_EXERCISE_
Filter these records by the string "tine", copying each line that holds it.

━━━━━ RECORDS ━━━━━

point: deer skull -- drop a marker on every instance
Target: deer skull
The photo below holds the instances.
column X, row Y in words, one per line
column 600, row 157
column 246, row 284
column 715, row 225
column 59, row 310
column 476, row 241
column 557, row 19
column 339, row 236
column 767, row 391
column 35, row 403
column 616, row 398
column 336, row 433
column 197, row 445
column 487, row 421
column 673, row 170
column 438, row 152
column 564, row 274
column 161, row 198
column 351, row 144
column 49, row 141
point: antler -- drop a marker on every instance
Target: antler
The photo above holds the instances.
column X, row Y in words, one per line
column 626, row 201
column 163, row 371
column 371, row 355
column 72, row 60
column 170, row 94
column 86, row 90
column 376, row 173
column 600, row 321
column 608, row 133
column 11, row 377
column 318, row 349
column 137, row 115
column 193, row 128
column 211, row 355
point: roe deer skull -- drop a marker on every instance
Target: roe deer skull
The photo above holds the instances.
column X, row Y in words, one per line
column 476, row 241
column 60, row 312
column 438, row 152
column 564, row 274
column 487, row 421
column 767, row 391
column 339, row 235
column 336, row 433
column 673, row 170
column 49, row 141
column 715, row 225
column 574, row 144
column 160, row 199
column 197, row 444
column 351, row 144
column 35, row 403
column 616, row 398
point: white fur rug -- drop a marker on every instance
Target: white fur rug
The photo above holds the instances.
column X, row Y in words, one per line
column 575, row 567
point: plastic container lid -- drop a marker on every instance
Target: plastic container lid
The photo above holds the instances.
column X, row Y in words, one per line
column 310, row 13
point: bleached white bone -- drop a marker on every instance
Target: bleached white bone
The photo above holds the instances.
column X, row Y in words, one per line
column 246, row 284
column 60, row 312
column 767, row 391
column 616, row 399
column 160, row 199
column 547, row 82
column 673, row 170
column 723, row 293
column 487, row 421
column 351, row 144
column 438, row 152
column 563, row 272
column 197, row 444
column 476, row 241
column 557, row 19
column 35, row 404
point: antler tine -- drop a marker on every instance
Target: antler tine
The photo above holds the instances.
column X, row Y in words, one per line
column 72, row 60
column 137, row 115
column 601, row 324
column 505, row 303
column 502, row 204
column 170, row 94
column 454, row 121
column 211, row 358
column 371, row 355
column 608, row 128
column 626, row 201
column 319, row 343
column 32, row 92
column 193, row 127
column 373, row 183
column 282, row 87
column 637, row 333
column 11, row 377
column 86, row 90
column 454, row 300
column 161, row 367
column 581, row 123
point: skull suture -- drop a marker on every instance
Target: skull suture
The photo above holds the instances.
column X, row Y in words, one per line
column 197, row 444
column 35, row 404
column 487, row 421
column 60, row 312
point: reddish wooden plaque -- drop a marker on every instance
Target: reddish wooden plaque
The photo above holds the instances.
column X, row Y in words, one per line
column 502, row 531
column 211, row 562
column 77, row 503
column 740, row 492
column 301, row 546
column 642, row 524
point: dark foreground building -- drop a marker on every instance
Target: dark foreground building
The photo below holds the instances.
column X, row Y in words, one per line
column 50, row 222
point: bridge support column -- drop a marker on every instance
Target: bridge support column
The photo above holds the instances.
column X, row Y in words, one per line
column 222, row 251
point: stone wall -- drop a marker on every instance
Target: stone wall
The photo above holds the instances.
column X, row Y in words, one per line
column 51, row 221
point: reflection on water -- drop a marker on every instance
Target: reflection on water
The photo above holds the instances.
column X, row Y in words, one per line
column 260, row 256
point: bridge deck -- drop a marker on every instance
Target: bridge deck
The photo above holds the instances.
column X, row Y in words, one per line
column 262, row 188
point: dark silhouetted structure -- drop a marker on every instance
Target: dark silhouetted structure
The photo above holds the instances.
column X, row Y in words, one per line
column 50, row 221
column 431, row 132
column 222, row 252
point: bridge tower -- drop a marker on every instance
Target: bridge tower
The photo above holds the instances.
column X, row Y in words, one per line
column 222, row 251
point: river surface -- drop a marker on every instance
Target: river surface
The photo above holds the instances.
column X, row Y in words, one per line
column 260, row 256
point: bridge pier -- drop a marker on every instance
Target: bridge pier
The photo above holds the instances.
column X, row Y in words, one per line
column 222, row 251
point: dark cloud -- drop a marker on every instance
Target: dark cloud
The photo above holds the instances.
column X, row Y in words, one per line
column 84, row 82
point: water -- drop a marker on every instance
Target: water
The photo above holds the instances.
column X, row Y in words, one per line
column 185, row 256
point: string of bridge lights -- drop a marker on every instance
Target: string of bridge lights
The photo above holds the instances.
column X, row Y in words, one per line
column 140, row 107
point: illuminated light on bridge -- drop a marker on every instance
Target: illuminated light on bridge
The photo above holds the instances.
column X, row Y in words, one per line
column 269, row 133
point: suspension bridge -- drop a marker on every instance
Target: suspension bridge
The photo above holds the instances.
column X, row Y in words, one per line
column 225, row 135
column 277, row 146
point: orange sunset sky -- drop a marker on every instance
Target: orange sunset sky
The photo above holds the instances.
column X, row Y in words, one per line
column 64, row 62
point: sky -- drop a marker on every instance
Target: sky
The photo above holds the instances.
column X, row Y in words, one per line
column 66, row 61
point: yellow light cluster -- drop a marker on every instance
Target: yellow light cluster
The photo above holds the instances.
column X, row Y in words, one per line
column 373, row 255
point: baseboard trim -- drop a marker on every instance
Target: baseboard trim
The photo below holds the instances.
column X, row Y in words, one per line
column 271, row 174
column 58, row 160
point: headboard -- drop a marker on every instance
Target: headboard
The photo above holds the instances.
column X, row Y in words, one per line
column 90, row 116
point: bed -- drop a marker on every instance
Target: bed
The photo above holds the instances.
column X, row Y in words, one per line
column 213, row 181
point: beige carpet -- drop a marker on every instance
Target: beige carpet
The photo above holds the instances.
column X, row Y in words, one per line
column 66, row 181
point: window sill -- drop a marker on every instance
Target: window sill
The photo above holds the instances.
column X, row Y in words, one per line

━━━━━
━━━━━ RECORDS ━━━━━

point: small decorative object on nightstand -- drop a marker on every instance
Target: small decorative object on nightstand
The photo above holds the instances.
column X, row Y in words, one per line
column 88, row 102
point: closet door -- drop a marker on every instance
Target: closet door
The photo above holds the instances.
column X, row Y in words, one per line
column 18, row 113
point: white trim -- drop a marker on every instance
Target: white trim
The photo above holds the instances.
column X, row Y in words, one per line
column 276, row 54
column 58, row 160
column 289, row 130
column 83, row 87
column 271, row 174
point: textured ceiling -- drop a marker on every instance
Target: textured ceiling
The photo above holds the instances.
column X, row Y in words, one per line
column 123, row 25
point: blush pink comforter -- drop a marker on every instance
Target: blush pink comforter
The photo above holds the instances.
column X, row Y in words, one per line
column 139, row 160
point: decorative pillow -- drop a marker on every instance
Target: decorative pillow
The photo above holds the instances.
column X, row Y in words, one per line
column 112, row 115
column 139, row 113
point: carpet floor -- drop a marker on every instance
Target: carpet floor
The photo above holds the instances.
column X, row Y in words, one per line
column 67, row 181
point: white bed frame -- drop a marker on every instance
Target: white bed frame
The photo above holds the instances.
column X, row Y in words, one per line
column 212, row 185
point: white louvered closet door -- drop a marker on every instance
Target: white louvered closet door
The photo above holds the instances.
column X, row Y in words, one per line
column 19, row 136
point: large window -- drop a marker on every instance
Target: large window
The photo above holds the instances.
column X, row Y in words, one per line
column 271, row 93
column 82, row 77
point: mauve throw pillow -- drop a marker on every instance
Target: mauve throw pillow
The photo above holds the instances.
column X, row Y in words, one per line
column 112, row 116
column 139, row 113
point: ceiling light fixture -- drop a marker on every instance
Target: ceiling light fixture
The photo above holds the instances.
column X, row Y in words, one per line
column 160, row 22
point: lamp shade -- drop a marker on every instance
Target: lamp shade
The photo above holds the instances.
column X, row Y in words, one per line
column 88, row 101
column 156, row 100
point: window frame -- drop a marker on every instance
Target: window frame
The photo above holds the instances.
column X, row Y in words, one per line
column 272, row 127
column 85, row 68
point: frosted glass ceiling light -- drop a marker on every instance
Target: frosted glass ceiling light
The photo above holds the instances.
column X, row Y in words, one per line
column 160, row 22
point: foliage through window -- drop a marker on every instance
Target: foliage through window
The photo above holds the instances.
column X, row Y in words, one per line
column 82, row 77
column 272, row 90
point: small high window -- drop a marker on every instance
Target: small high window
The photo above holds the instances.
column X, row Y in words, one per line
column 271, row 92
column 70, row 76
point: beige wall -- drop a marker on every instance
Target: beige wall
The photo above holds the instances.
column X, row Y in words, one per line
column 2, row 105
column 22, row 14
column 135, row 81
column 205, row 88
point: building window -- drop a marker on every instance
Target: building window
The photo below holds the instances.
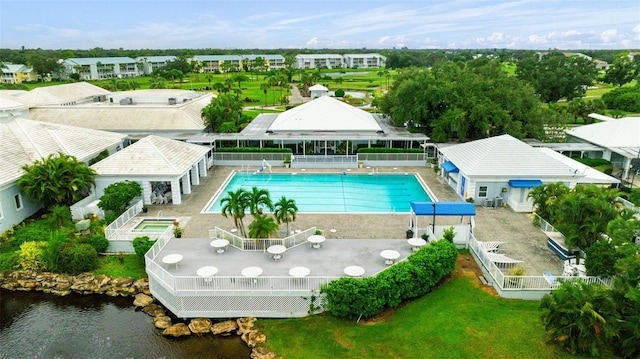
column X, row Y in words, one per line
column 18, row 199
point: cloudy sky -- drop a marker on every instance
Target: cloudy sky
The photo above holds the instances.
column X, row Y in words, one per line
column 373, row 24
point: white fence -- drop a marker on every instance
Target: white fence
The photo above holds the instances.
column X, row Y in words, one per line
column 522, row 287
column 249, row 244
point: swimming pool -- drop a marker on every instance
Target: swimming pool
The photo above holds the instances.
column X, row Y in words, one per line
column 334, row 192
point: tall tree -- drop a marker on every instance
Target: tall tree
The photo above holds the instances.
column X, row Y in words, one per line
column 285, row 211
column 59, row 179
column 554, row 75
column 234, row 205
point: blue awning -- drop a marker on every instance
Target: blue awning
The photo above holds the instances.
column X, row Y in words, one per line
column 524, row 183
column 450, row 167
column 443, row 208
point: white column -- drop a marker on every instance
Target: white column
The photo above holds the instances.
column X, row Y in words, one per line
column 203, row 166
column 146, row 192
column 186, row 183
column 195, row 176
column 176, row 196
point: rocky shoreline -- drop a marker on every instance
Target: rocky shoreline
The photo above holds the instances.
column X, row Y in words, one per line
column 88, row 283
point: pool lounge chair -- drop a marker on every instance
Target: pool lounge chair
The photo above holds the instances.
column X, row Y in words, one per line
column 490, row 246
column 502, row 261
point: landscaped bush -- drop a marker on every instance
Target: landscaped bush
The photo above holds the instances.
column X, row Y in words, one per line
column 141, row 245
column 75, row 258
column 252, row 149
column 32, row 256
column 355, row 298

━━━━━

_ANSWER SECTION_
point: antler tine -- drop a marker on every instance
Target: antler tine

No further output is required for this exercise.